* begin RECORDS FOR THE TASK *

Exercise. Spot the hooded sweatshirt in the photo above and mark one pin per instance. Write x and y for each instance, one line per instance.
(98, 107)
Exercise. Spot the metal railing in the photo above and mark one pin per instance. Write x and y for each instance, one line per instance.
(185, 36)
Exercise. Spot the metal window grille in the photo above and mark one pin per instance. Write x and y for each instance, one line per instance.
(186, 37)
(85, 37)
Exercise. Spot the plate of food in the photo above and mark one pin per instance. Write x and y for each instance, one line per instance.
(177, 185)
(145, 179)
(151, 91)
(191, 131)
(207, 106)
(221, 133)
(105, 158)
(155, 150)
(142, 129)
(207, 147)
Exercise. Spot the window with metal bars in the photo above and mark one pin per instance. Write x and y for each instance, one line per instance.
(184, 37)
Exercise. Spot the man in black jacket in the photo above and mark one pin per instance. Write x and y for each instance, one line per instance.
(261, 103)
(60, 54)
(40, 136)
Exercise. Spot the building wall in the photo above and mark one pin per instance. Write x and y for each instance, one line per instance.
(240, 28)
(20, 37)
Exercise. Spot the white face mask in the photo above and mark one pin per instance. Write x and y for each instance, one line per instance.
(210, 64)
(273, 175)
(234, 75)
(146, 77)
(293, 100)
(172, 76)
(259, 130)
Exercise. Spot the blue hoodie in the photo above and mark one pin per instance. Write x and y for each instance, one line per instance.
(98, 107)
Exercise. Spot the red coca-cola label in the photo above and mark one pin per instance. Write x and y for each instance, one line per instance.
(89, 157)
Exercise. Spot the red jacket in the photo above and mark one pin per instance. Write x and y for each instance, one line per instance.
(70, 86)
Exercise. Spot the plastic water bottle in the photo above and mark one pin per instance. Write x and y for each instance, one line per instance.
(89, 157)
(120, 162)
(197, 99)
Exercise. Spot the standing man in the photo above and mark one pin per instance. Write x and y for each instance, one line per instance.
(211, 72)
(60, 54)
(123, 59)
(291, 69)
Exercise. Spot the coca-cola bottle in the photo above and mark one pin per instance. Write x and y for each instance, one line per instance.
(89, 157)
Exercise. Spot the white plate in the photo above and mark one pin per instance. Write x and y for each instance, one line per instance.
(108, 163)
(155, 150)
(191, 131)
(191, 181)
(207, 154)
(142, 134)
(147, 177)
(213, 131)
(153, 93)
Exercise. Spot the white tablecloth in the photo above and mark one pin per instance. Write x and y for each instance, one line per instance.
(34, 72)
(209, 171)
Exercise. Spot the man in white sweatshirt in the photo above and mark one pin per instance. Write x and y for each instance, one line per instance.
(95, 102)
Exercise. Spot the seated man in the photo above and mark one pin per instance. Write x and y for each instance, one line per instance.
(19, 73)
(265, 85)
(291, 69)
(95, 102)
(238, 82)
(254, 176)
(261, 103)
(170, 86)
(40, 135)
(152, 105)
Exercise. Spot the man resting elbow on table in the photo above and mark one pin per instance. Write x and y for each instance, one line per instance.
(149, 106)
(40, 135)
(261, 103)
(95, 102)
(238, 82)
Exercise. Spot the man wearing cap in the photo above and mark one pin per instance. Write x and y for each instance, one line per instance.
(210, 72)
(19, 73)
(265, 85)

* end RECORDS FOR THE TASK *

** STATED TASK **
Print every entry exactly as it appears.

** SOLVED EXERCISE **
Exercise. Spot the hooded sweatshirt in the photo above and mark one pin per instance. Write x and y for each instance, one line per instance.
(98, 107)
Exercise. Spot the metal railing in the photo above and mark one pin per instance. Write x and y for each instance, one line per instance.
(185, 36)
Exercise. Spot the metal window grille in the photo above and mark one pin per instance. Write x and y for each instance, one line per instance.
(186, 37)
(85, 37)
Exercise. Spot the plate of food in the photo above and mark one pin per instance. Write x and y for each instance, one line per instance.
(177, 185)
(145, 179)
(151, 91)
(191, 131)
(207, 106)
(221, 133)
(105, 158)
(155, 150)
(142, 129)
(207, 147)
Exercise. Spot the window with metal bars in the photo above and mark one pin per instance. Write x and y for each instance, one line per instance.
(184, 37)
Exercise. Spot the man in black jacket in the photo above and mark one pin per instance. Write x and y for each instance, one line per instance.
(261, 103)
(60, 54)
(40, 136)
Exercise. Spot the building wall in the photo above and mark one pin per instance. Write x and y for each instance, one line per instance.
(240, 28)
(20, 37)
Exercise. Spot the white face mask in the photo above and mark one pin per instance. Write x and y for each instance, one line per instance.
(210, 64)
(273, 175)
(234, 75)
(146, 77)
(293, 100)
(172, 76)
(259, 130)
Exercise. Spot the blue hoodie in the photo above and mark one pin per instance. Write x and y for each instance, one line per instance.
(98, 107)
Exercise. Spot the red coca-cola label in the photo above and mark one pin per instance. Write x and y for each instance, one line per instance.
(89, 157)
Exercise. Spot the red jacket in the photo above and mark one pin per instance. Write x and y for each instance, one line per instance.
(70, 86)
Exercise. Spot the plastic water bottle in the photo above and mark one pin per instance. Write x and y for each instance, one line per instance.
(89, 157)
(120, 162)
(197, 99)
Exercise. Spot the standing man in the photo above and mark one pin per instance. Write x and y for each instance, one line per instance.
(211, 72)
(60, 54)
(123, 59)
(291, 69)
Exercise. Spot the coca-cola bottle in the photo above and mark one pin per instance. Write x and y for each instance, one line per instance.
(89, 157)
Exercise. Spot the white plate in the photo above and mark one pin per instance. Write x and y for each instance, one line per instance.
(108, 163)
(155, 150)
(191, 131)
(191, 181)
(207, 154)
(142, 134)
(147, 177)
(213, 131)
(153, 93)
Exercise. Spot the white tablecloth in the photo above and mark one pin per instance. Write x and y for each instance, one line per instance.
(34, 72)
(209, 171)
Exercise. Spot the man in white sweatshirt in the photo above and mark one pin per instance. Write x and y for each instance, one line per instance.
(95, 102)
Exercise. Spot the seated man in the photo above and mark one pin per instance. Write x and y for each instance, one line per instance.
(19, 73)
(265, 85)
(291, 69)
(95, 102)
(238, 82)
(254, 176)
(261, 103)
(170, 86)
(40, 135)
(152, 105)
Exercise. Spot the man resting elbow on table in the photo above and mark one pin per instance. Write x and y for each instance, one line per instance.
(149, 106)
(40, 135)
(261, 103)
(95, 102)
(238, 82)
Exercise. Spot the man wearing cap in the photo above and mark one pin per instance. Write x and y for each instance, one line per instance.
(210, 72)
(19, 73)
(265, 85)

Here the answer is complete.